> [Requirements]: Edit the records below by replacing "trace" with "draw" wherever it occurs, and leave everything else unchanged.

(Labeled shape records)
·····

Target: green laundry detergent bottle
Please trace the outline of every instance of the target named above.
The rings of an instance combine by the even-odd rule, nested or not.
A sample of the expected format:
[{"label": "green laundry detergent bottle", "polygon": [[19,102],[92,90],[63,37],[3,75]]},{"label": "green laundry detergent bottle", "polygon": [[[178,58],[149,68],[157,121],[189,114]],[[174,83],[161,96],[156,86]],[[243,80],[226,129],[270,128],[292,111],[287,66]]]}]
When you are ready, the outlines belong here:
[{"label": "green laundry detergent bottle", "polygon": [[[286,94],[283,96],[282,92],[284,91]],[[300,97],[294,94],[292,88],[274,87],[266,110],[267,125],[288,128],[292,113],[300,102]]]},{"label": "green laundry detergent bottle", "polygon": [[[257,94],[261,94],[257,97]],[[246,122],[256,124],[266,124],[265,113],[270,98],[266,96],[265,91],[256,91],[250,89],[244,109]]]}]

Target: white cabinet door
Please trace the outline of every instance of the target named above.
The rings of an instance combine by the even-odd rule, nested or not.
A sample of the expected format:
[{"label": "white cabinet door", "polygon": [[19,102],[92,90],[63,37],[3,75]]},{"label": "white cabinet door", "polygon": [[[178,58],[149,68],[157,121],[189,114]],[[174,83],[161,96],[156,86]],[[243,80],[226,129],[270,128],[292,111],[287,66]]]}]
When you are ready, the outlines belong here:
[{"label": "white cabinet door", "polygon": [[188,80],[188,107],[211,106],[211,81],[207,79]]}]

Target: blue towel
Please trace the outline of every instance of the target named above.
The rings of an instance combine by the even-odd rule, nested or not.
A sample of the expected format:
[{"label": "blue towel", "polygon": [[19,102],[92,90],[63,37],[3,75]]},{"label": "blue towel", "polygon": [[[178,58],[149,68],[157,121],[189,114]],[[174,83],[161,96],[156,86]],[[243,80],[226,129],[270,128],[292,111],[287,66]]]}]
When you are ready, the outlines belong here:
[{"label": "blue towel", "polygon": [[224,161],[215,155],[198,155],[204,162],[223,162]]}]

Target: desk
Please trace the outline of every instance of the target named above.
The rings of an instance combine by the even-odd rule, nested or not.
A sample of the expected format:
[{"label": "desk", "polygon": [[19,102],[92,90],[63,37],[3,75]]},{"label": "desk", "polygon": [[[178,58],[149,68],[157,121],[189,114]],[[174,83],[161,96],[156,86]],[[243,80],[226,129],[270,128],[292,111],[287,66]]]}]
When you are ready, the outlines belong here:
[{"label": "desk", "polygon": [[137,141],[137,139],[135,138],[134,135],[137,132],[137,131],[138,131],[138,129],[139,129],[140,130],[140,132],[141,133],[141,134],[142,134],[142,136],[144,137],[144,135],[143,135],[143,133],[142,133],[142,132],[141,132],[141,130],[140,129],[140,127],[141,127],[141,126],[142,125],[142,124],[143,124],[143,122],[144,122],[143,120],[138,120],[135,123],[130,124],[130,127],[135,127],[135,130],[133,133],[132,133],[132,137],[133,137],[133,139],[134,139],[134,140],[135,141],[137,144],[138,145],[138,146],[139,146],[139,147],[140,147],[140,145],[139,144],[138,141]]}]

·····

> [Output of the task]:
Target: green laundry detergent bottle
Please draw the outline of every instance of the target named above.
The rings of an instance combine by the even-odd rule, nested or not.
A sample of the expected format:
[{"label": "green laundry detergent bottle", "polygon": [[19,102],[92,90],[63,37],[3,75]]},{"label": "green laundry detergent bottle", "polygon": [[[178,58],[149,68],[157,121],[189,114]],[[174,83],[161,96],[156,86]],[[243,80],[226,129],[270,128],[292,111],[287,66]]]}]
When you are ready, the outlines belong here:
[{"label": "green laundry detergent bottle", "polygon": [[[286,94],[283,96],[282,92],[284,91]],[[300,97],[294,94],[292,88],[274,87],[266,110],[267,125],[288,128],[292,113],[300,102]]]},{"label": "green laundry detergent bottle", "polygon": [[[257,94],[261,94],[257,97]],[[246,122],[256,124],[266,124],[265,113],[270,98],[266,96],[265,91],[256,91],[250,89],[244,109]]]}]

Target: white cabinet door
Please draw the outline of every instance of the target named above.
The rings of an instance combine by the even-odd rule, nested or not.
A sample of the expected format:
[{"label": "white cabinet door", "polygon": [[19,102],[92,90],[63,37],[3,75]]},{"label": "white cabinet door", "polygon": [[[178,58],[149,68],[157,121],[189,114]],[[174,83],[161,96],[156,86]],[[243,80],[226,129],[270,128],[292,111],[287,66]]]}]
When you are ready, the outlines belong here:
[{"label": "white cabinet door", "polygon": [[188,80],[188,107],[211,106],[211,81],[207,79]]}]

Target: blue towel
Please draw the outline of every instance of the target named above.
The rings of an instance combine by the even-odd rule, nested or not.
A sample of the expected format:
[{"label": "blue towel", "polygon": [[19,102],[92,90],[63,37],[3,75]]},{"label": "blue towel", "polygon": [[[178,58],[149,68],[157,121],[189,114]],[[174,83],[161,96],[156,86]],[[243,80],[226,129],[270,128],[292,111],[287,66]]]}]
When you are ready, the outlines belong here:
[{"label": "blue towel", "polygon": [[224,161],[215,155],[198,155],[204,162],[223,162]]}]

Target: desk
Please draw the outline of every instance of the target named above.
The rings of an instance combine by the even-odd rule, nested or not.
A sample of the expected format:
[{"label": "desk", "polygon": [[19,102],[92,90],[63,37],[3,75]]},{"label": "desk", "polygon": [[[178,58],[149,68],[157,121],[189,114]],[[174,83],[161,96],[156,86]],[[243,80],[226,129],[270,128],[292,111],[287,66]]]}]
When you are ready, the outlines belong here:
[{"label": "desk", "polygon": [[137,141],[137,139],[135,138],[134,135],[137,132],[137,131],[138,131],[138,129],[139,129],[140,130],[140,132],[141,133],[141,134],[142,134],[142,136],[144,137],[144,135],[143,135],[143,133],[142,133],[142,132],[141,132],[141,130],[140,129],[140,127],[141,127],[141,126],[142,125],[142,124],[143,124],[143,122],[144,122],[143,120],[138,120],[135,123],[130,124],[130,127],[135,127],[135,130],[133,133],[132,133],[132,137],[133,137],[133,139],[134,139],[134,140],[135,141],[137,144],[138,145],[138,146],[139,146],[139,147],[140,147],[140,145],[139,144],[138,141]]}]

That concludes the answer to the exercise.